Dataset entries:
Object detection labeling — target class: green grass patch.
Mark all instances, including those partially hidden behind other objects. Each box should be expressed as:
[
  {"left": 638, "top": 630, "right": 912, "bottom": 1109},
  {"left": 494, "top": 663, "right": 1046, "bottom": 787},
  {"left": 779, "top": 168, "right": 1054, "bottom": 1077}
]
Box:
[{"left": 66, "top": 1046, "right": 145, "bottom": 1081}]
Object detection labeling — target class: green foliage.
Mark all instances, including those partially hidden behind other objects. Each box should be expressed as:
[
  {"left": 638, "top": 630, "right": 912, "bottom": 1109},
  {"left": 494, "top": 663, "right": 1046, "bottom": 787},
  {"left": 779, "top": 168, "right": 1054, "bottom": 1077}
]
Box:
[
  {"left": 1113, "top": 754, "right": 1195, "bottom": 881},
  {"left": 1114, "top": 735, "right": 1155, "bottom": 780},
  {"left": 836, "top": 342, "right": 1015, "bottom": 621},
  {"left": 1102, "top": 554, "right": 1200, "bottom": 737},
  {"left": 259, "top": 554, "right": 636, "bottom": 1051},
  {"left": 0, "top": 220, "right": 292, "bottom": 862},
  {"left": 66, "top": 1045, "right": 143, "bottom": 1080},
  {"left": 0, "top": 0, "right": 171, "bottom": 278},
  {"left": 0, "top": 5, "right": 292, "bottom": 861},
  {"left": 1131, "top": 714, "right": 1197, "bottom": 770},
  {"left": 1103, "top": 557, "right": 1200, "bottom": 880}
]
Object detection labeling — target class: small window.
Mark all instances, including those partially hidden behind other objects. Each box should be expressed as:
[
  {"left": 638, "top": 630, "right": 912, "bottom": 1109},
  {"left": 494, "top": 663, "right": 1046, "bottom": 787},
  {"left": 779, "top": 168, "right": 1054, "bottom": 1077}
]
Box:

→ **INSTRUCTIONS FOR THE TASK**:
All lines of the records containing "labeling" should be shown.

→ **RESPONSE FOR THIS EXERCISE**:
Object detection labeling — target class: green grass patch.
Object detection labeling — target class: green foliage.
Object detection labeling — target class: small window.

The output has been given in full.